**ARTICLE**
....................
On Tue, Apr 16, 2024 at 4:10 AM Robert Haas <robertmh...@gmail.com> wrote:
> On Wed, Apr 10, 2024 at 9:55 PM Thomas Munro <thomas.mu...@gmail.com> wrote:
> > To rescue my initdb --rel-segsize project[1] for v18, I will have a go
> > at making that dynamic.  It looks like we don't actually need to
> > allocate that until we get to the GetFileBackupMethod() call, and at
> > that point we have the file size.  If I understand correctly,
> > statbuf.st_size / BLCKSZ would be enough, so we could embiggen our
> > block number buffer there if required, right?
>
> Yes.

Here is a first attempt at that.  Better factoring welcome.  New
observations made along the way: the current coding can exceed
MaxAllocSize and error out, or overflow 32 bit size_t and allocate
nonsense.  Do you think it'd be better to raise an error explaining
that, or silently fall back to full backup (tried that way in the
attached), or that + log messages?  Another option would be to use
huge allocations, so we only have to deal with that sort of question
for 32 bit systems (i.e. effectively hypothetical/non-relevant
scenarios), but I don't love that idea.

> ...
....................
**DATA FOR PROCESSING**
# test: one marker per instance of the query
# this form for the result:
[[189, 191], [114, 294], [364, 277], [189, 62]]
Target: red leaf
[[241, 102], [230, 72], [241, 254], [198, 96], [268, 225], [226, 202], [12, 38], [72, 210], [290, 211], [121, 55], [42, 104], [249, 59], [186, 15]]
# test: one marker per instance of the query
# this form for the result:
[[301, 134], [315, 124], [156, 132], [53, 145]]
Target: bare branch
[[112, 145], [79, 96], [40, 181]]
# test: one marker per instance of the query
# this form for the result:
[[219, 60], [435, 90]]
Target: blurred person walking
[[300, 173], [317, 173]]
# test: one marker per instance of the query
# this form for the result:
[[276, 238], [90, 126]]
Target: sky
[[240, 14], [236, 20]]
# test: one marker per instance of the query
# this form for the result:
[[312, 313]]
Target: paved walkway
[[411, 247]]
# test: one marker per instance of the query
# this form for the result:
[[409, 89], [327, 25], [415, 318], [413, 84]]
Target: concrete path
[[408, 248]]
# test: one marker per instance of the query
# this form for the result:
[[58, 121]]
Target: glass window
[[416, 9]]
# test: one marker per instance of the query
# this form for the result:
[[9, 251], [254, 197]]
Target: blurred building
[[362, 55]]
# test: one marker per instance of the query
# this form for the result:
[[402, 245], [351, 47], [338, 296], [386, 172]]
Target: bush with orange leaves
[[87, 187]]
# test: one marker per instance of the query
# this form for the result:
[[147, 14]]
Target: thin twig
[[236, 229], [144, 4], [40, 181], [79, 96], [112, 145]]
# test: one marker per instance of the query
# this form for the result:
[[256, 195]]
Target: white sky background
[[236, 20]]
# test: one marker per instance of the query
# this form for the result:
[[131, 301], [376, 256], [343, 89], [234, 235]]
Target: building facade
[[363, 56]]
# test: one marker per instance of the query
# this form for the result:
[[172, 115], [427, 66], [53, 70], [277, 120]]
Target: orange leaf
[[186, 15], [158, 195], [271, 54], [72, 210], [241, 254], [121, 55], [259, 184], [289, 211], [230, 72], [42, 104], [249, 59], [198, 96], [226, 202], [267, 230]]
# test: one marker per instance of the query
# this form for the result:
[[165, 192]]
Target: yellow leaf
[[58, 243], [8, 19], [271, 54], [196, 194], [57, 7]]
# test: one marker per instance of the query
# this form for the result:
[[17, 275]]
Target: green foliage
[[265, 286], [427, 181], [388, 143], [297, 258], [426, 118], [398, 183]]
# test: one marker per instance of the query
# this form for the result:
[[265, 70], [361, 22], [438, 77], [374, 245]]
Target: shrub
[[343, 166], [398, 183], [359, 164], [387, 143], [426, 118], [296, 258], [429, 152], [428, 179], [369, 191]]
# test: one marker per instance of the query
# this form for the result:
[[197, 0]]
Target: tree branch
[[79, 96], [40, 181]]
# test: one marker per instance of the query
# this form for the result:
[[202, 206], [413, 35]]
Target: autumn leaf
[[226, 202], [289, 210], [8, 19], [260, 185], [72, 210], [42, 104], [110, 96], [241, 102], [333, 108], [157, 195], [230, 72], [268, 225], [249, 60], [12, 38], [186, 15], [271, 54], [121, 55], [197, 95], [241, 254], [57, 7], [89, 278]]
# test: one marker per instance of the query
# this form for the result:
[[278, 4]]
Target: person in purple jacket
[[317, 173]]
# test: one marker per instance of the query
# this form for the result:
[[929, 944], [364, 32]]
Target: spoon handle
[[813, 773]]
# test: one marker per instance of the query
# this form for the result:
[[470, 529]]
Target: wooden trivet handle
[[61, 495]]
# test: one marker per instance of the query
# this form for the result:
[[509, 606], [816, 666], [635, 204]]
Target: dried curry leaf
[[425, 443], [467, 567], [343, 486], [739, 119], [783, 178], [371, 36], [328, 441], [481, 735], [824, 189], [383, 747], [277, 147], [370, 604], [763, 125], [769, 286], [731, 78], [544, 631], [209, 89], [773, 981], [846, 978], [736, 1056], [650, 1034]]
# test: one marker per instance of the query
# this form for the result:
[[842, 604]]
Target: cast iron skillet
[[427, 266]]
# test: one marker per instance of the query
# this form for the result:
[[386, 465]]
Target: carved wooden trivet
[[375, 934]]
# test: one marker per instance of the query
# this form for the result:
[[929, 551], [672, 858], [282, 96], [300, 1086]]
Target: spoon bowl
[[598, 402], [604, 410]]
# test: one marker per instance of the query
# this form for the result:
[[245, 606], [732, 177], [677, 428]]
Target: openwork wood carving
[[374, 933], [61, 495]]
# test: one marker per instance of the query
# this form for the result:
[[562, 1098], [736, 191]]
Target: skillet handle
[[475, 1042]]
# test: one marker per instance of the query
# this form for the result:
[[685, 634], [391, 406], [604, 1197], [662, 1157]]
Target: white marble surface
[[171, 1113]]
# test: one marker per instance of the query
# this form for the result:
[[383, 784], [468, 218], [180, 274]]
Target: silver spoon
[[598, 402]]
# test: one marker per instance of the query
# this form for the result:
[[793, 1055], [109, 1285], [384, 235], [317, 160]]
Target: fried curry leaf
....................
**WRITTEN TASK 1**
Duplicate the records from their first line through the line containing "Target: red leaf", both ends included.
**WRITTEN TASK 2**
Go on with the mailing-list reply about sizing the backup block-number buffer, starting right after its last line.

**EXPECTED OUTPUT 1**
# test: one marker per instance of the query
# this form for the result:
[[189, 191], [114, 294], [364, 277], [189, 62]]
Target: red leaf

**EXPECTED OUTPUT 2**
> I do understand that a 1GB segment size is not that big in 2024, and
> that filesystems with a 2GB limit are thought to have died out a long
> time ago, and I'm not against using larger segments. I do think,
> though, that increasing the segment size by 32768x in one shot is
> likely to be overdoing it.

My intuition is that the primary interesting lines to cross are at 2GB
and 4GB due to data type stuff.  I defend against the most basic
problem in my proposal: I don't let you exceed your off_t type, but
that doesn't mean we don't have off_t/ssize_t/size_t/long snafus
lurking in our code that could bite a 32 bit system with large files.
If you make it past those magic numbers and your tools are all happy,
I think you should be home free until you hit file system limits,
which are effectively unhittable on most systems except ext4's already
bemoaned 16TB limit AFAIK.  But all the same, I'm contemplating
limiting the range to 1TB in the first version, not because of general
fear of unknown unknowns, but just because it means we don't need to
use "huge" allocations for this known place, maybe until we can
address that.
From 30efb6d39c83e9d4f338e10e1b8944c64f8799c5 Mon Sep 17 00:00:00 2001
From: Thomas Munro <thomas.mu...@gmail.com>
Date: Wed, 15 May 2024 17:23:21 +1200
Subject: [PATCH v1] Limit block number buffer size in incremental backup.

Previously, basebackup.c would allocate an array big enough to hold a
block number for every block in a full sized md.c segment file.  That
works out to 512kB by default, which should be no problem.  However,
users can change the segment size at compile time, and the required
space for the array could be many gigabytes, posing problems:

1. For segment sizes over 2TB, MaxAllocSize would be exceeded,
   raising an error.
2. For segment sizes over 8TB, size_t arithmetic would overflow on 32 bit
   systems, leading to the wrong size allocation.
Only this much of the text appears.